Stored items:

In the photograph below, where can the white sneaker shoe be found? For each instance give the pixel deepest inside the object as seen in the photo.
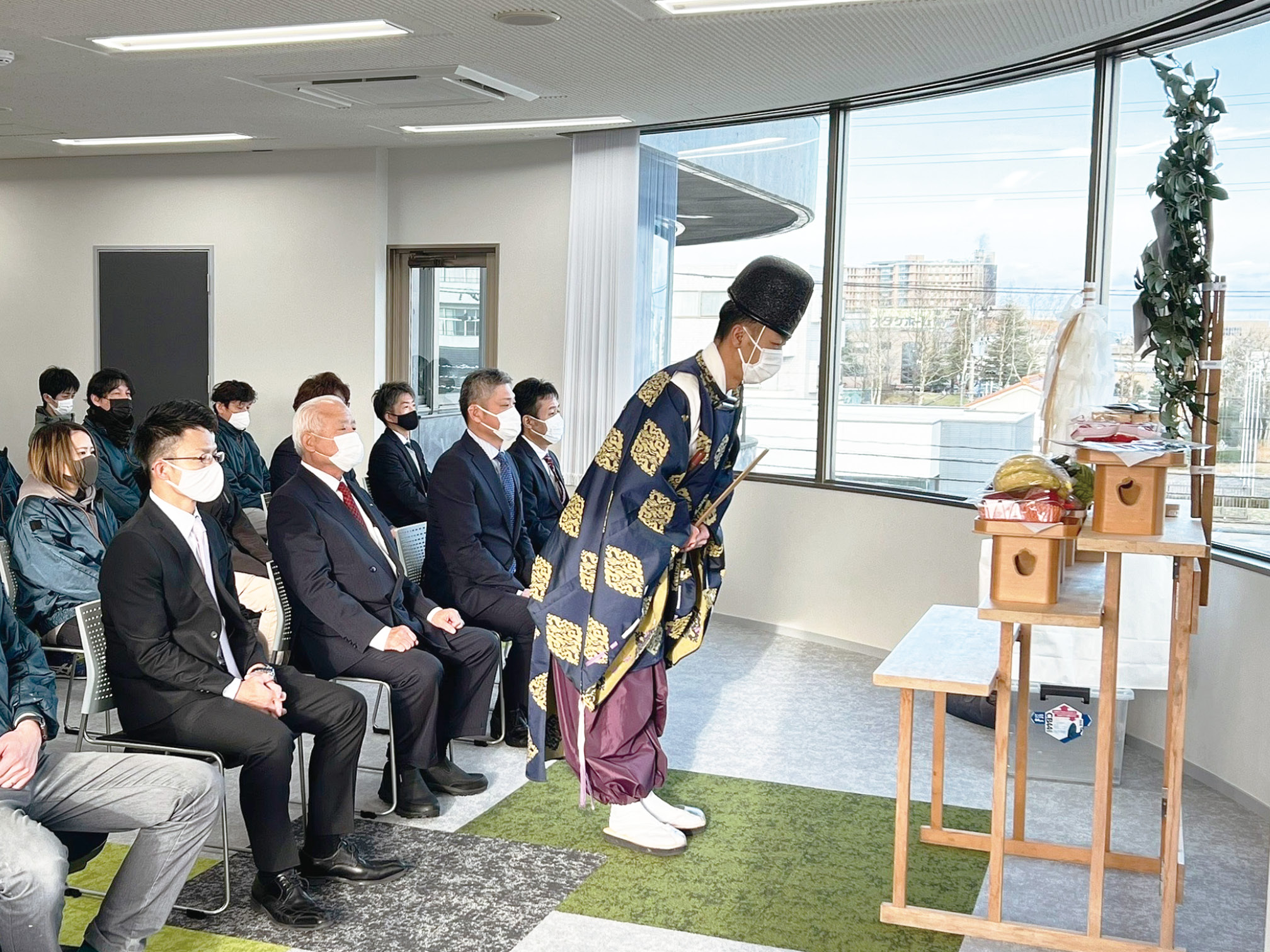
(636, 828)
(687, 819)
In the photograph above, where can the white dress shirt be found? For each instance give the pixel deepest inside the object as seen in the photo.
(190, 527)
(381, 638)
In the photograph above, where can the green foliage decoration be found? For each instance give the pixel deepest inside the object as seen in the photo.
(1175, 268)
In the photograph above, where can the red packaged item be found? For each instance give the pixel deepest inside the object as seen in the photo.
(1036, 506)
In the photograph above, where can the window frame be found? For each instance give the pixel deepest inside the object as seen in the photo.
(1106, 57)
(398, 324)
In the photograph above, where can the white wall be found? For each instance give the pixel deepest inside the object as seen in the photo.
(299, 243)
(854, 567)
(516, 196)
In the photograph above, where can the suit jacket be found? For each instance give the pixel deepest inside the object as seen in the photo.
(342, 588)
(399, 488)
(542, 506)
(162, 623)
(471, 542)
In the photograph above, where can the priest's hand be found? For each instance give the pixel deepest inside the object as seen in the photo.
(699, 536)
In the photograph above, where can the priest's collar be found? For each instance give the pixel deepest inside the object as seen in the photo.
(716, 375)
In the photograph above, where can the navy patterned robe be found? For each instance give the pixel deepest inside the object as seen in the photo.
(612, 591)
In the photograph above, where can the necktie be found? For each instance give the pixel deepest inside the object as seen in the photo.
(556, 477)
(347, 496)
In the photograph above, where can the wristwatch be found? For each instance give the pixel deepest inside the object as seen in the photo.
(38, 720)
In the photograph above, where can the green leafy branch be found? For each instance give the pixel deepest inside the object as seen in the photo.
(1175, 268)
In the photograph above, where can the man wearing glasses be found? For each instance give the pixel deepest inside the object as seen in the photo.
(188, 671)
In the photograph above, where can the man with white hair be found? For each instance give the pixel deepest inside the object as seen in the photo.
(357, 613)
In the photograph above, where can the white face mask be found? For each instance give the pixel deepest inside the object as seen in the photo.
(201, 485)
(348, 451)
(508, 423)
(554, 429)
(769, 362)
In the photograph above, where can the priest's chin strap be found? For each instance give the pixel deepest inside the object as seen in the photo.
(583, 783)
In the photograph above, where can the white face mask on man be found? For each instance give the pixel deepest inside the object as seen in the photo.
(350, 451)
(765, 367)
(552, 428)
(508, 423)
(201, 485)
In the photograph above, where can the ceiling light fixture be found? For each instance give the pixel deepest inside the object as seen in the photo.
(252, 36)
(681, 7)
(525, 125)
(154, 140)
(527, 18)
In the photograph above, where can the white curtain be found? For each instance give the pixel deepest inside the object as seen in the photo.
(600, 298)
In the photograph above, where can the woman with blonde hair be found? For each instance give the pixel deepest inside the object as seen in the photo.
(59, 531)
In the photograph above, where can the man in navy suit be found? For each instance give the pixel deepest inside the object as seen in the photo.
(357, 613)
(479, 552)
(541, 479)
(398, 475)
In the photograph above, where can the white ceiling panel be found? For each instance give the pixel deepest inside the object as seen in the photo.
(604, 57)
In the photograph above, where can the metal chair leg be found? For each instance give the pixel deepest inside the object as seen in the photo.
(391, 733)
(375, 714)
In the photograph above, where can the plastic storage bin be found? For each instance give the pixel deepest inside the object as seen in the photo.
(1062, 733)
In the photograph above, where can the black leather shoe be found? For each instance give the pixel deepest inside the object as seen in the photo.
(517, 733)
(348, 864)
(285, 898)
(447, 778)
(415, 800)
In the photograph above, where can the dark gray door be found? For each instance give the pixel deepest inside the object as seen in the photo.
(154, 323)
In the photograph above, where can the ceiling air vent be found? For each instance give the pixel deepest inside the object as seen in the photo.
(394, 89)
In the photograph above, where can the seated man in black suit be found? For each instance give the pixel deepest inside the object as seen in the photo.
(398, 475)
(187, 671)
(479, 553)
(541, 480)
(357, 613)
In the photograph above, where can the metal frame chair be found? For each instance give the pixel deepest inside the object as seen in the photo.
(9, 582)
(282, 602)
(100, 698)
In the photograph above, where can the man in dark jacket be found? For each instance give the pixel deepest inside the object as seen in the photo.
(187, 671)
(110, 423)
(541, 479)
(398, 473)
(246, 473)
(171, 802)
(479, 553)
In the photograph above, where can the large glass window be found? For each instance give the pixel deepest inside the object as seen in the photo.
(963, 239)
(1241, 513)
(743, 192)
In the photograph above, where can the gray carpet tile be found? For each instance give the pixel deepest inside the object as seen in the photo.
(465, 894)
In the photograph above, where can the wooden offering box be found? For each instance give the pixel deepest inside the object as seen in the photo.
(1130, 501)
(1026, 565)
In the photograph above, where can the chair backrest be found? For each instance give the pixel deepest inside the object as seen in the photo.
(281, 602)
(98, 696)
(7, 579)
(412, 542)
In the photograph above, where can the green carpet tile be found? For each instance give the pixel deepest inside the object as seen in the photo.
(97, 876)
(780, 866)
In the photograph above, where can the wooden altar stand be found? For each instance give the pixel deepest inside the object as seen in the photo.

Instructions for the task | Extract every line of the data exactly; pictures stay out.

Completed task |
In the photograph below, where can the white sneaker shoe be found? For each instance give the pixel deepest inside the object as seen in the photo.
(636, 828)
(687, 819)
In the photograph above, where can the white dress shirt be found? For each instance give the pixel deepest inside the object as seen in the photo.
(190, 527)
(381, 638)
In the photograph above, where can the green foliage decoration be found? For each instance give the pixel deepest inside the object as seen in the photo.
(1175, 268)
In the photograph above, where can the red packaged item be found? For each instance give the pixel deepest inside the object as seen in the photo.
(1036, 506)
In the photograph above, where can the window frame be found? For each instance give the pixel deepest inside the object as seen in the photo.
(1106, 57)
(398, 324)
In the photograph above, where can the white wall be found? For each instance give the pixel deepest inside the object as seen in the photo.
(299, 243)
(854, 567)
(516, 196)
In the photograph above, where can the suit jacket be found? For each instance give the pixel deepest inside the object as seen in the photo.
(342, 588)
(399, 488)
(542, 506)
(162, 623)
(471, 542)
In the photograph above, where can the priest's hand be found? For each instance give the pixel deepest inside the object as seen in the photo.
(699, 536)
In the photograph above, where can the priest's collar be found? For each instance give the pixel deepest inside the object as seen in the photo.
(716, 375)
In the photograph above, where can the navy patterned robe be found? For each instance give the pixel deepest inside the object as seen in the photo.
(612, 591)
In the photograph above, where can the necktie be found? For each instance give the pixel deepest inside the object as seen in the photo.
(556, 477)
(347, 496)
In the photograph above, where can the wristwatch be found? For each instance give the pixel deepest inside the object as seen in the photo.
(38, 720)
In the photograph above, where can the green leafy branch be found? For each instance give the pixel deepest inside the object as seen in the photo.
(1175, 268)
In the photograph above, where can the man wearing glasses be found? For each instance give the pixel deepest inside the object as seen in the photo.
(188, 671)
In the photograph above, where can the man with white hair be found? For each instance give the pixel deepest inside the object as seen in the photo.
(357, 613)
In the photograph above, where can the white face mask be found? For each instance give the pixel deepest inside the object as seen in the photo.
(201, 485)
(348, 451)
(508, 423)
(554, 429)
(769, 362)
In the photograph above, where can the priest's chin strap be found? For each instance give the pixel deepest inside the object as seen in the photo.
(583, 783)
In the photograph above, where can the white face mask on man be found? For each instance give the pixel deepest inside the object as seen in the photo.
(350, 451)
(765, 367)
(552, 428)
(508, 423)
(201, 485)
In the photograph above, where can the ceiling light fixture be found? For each instance give the pixel deepest inside the object as seen in the photo.
(252, 36)
(681, 7)
(525, 125)
(154, 140)
(527, 18)
In the photograph above, where can the white curtain be found? For each instance give the pixel deepest inside the object as seen in the photo.
(600, 298)
In the photograph above, where can the woman with blonde hair be found? For each instance give the pixel deepest inside the object as seen in the photo.
(59, 531)
In the photograph above, where can the man in navy suit be found? For each instance give the pixel deepest inside the object as seen in the photo.
(357, 613)
(479, 552)
(541, 479)
(398, 475)
In the photograph above, where can the white ceiling panel be found? For each instance give the pixel deepest inside the object as seen in the photo.
(604, 57)
In the photograph above, where can the metal chair leg be found? For each instance give the pixel deepest inside the object as seen in the photo.
(391, 733)
(375, 714)
In the photograph above, where can the plastic storage bin be found? For each instance give the pixel deepest inside the object as seen in the photo.
(1062, 733)
In the photograph above, where can the black leather shoe be found? For each instance give the pixel deepest inside the object as seen in the photo.
(517, 733)
(348, 864)
(285, 898)
(447, 778)
(415, 800)
In the photograph above, where can the dark gray door be found? For each instance give the pixel deepest inside the object as seen in the photo.
(154, 323)
In the photograph above, where can the ceiling air vent be found? For each instance give the pixel deepest inside the object as seen in the photo.
(394, 89)
In the photograph above, where can the seated man in black suit be found? For each instance give the pixel deepest inside the object as seen in the photo.
(398, 475)
(187, 671)
(479, 553)
(541, 480)
(357, 613)
In the photograph above, where can the metal frame chair be found? For each instance give the pixel deepest inside the object as seen in the photo.
(9, 582)
(282, 602)
(100, 698)
In the photograph above, where can the man in dark jacket be found? For each instance give the pixel deepest inside the object as seen in the photo.
(187, 671)
(110, 423)
(541, 479)
(398, 473)
(246, 473)
(171, 802)
(479, 553)
In the photograph above, where can the large glass window be found? For each instance give the pixel deepest inside the object as seen in the photo.
(963, 239)
(1241, 513)
(743, 192)
In the photograph above, where can the gray carpet tile be found? For each instance give the pixel deepest inside the object as seen in the photo.
(465, 894)
In the photograph above, where can the wooden offering box be found? For each instance give the pixel deepest inside the object as seen in the photo.
(1130, 501)
(1026, 565)
In the photograph above, where can the chair backrest be found? For each instance give the pixel deepest inside the object as seen in the photo.
(281, 602)
(98, 696)
(7, 579)
(412, 542)
In the photograph above, where can the green carpet tile be found? For each instance give the pixel deepest inside the object as seen in the photo.
(97, 876)
(780, 866)
In the photograph above, where can the wooden altar stand be found? For each instance give the pixel deepest inside the object as seen in the photo.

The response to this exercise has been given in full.